------ Items
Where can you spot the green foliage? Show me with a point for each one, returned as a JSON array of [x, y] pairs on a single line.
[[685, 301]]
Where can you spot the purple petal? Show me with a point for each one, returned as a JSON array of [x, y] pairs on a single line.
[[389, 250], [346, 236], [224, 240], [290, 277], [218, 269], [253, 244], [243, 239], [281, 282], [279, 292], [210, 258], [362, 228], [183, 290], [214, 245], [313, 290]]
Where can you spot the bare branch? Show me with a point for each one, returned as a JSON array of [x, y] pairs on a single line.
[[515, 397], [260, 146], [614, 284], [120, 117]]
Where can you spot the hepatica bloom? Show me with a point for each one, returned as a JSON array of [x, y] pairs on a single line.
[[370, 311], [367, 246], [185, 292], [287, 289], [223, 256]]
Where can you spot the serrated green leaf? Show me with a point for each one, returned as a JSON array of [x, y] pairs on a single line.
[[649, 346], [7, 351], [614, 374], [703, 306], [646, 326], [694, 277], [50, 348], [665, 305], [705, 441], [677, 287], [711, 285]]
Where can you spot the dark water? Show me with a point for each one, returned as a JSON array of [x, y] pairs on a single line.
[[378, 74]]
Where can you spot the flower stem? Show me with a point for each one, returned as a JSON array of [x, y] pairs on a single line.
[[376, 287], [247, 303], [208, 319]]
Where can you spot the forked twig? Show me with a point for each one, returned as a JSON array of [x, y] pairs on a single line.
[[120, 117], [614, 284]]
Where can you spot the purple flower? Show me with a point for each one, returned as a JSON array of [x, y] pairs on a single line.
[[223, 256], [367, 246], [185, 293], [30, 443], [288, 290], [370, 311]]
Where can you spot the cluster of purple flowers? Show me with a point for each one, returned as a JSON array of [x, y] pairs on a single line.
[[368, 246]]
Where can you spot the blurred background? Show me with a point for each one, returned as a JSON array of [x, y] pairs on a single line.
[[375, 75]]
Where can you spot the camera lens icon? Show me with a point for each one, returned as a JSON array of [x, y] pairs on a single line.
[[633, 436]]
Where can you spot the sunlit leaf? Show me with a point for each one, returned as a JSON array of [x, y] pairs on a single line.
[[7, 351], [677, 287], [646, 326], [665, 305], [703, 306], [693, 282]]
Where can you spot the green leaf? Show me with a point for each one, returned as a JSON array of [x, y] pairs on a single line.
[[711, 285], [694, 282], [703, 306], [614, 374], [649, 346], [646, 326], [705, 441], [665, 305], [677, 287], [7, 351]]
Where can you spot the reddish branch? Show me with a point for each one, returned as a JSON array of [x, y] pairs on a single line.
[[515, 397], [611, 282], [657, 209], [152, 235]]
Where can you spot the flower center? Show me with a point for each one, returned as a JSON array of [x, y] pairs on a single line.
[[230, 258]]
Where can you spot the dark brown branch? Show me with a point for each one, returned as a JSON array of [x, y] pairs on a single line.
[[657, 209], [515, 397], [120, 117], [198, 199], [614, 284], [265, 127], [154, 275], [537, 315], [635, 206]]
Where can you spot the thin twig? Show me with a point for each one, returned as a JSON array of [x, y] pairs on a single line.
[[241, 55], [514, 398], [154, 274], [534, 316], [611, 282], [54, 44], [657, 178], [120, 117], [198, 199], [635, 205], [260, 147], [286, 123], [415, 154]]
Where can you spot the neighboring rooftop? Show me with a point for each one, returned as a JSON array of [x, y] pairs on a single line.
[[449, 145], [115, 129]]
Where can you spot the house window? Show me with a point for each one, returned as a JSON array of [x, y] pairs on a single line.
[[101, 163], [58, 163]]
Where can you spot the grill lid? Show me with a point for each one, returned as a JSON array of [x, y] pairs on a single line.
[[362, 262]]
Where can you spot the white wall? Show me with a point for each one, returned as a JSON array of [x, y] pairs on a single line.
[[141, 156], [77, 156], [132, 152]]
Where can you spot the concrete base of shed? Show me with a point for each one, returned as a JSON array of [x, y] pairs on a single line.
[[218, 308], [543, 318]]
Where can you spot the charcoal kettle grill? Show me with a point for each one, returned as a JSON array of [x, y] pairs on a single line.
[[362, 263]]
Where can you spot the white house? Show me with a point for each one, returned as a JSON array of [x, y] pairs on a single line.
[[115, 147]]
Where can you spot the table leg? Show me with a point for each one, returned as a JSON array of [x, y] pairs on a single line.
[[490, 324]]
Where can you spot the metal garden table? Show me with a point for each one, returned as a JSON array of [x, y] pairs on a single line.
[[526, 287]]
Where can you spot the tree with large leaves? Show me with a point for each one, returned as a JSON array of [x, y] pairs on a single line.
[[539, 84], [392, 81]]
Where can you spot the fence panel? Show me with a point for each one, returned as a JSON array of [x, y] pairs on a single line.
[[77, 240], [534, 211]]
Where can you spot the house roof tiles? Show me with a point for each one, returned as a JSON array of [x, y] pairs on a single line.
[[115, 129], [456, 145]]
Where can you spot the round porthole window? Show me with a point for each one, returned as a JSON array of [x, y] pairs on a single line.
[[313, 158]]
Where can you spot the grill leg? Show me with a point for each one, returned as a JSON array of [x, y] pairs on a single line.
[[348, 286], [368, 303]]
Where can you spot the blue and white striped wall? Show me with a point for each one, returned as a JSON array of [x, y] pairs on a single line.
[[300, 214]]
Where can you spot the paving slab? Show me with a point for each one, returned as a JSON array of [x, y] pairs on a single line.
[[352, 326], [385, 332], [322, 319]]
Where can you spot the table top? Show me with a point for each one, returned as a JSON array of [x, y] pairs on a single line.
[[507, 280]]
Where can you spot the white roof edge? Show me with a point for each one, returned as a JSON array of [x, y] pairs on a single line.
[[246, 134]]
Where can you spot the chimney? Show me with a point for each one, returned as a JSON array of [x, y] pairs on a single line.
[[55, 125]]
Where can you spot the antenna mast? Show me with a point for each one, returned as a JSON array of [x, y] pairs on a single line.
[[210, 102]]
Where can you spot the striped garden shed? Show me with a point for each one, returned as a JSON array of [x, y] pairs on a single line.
------------
Brief: Reproduce the listing from its start through the line containing "[[685, 301]]", inclusive, keeping the requests, and shift every coordinate in the answers by adding 57 to it.

Solution to the problem:
Where can you spot the green foliage? Show me with a point for each one, returned as a JSON array of [x, y] pairs on a single line.
[[742, 358]]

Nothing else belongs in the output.